(Records)
┄┄┄┄┄┄┄┄┄┄

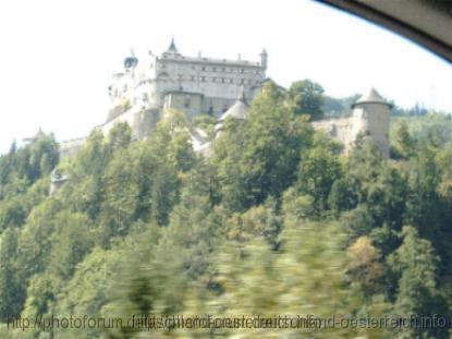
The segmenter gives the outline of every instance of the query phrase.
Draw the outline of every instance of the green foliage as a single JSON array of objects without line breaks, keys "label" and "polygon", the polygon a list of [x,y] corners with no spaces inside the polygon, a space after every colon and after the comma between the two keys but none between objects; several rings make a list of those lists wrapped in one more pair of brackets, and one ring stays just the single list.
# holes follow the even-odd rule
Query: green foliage
[{"label": "green foliage", "polygon": [[308,114],[313,121],[323,118],[323,88],[317,83],[309,80],[293,83],[288,100],[296,114]]},{"label": "green foliage", "polygon": [[310,144],[311,128],[267,83],[244,122],[227,121],[215,145],[222,204],[244,210],[268,196],[280,196],[296,178],[301,149]]},{"label": "green foliage", "polygon": [[[247,119],[224,121],[210,157],[194,153],[193,126],[176,110],[144,141],[125,123],[109,135],[95,130],[60,162],[52,136],[13,144],[0,157],[0,317],[450,317],[451,121],[398,118],[391,159],[368,137],[345,157],[308,122],[322,117],[323,99],[310,81],[289,92],[267,83]],[[209,129],[213,120],[196,123]],[[56,167],[69,180],[49,196]],[[0,336],[15,335],[0,325]],[[146,334],[125,326],[21,335]],[[435,328],[149,335],[447,338]]]}]

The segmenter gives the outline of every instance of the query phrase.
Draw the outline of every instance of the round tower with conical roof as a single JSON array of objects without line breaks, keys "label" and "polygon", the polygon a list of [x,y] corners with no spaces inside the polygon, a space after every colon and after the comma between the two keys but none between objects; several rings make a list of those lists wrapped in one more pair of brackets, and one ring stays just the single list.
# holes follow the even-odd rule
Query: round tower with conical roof
[{"label": "round tower with conical roof", "polygon": [[371,137],[384,157],[389,157],[389,121],[391,104],[371,88],[353,106],[352,126],[346,153],[353,147],[359,135]]}]

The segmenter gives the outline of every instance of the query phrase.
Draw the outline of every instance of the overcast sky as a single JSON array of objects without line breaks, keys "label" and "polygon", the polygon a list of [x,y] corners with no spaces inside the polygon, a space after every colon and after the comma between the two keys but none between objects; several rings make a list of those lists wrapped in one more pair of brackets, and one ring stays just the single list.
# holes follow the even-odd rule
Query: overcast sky
[{"label": "overcast sky", "polygon": [[0,152],[36,133],[84,136],[107,117],[107,87],[131,48],[259,60],[283,86],[327,94],[375,86],[400,106],[452,111],[452,66],[416,45],[310,0],[14,0],[0,2]]}]

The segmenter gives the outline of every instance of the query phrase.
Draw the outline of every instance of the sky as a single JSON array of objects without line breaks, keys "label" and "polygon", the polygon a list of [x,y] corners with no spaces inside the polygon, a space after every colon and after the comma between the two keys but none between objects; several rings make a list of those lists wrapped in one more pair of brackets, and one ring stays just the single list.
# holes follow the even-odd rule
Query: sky
[{"label": "sky", "polygon": [[0,153],[39,128],[86,136],[131,50],[259,61],[282,86],[310,78],[331,96],[376,87],[399,106],[452,111],[452,65],[311,0],[14,0],[0,2]]}]

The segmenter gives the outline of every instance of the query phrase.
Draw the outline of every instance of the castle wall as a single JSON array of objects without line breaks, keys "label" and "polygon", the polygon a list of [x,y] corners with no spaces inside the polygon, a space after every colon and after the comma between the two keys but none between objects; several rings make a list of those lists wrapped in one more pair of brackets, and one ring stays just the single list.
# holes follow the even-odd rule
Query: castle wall
[{"label": "castle wall", "polygon": [[185,112],[190,120],[203,112],[203,95],[198,93],[170,92],[163,101],[163,109],[175,108]]}]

┄┄┄┄┄┄┄┄┄┄

-- Requirement --
Return, word for word, the stretch of the listing from its start through the line containing "Query: green foliage", leaving the pictures out.

-- Worked answer --
The segmenter gives the outline of every instance of the query phrase.
Draw the outline of every instance of the green foliage as a single JSON array of objects without line breaks, keys "label" and "polygon", the polygon a list of [x,y] corners with no spaces inside the polygon, a space after every colon and after the comma between the two keys but none between objects; several rings make a list of those lists wrapped in one more pair of brackets, and one ring stays just the single list.
# holes follow the even-odd rule
Query: green foliage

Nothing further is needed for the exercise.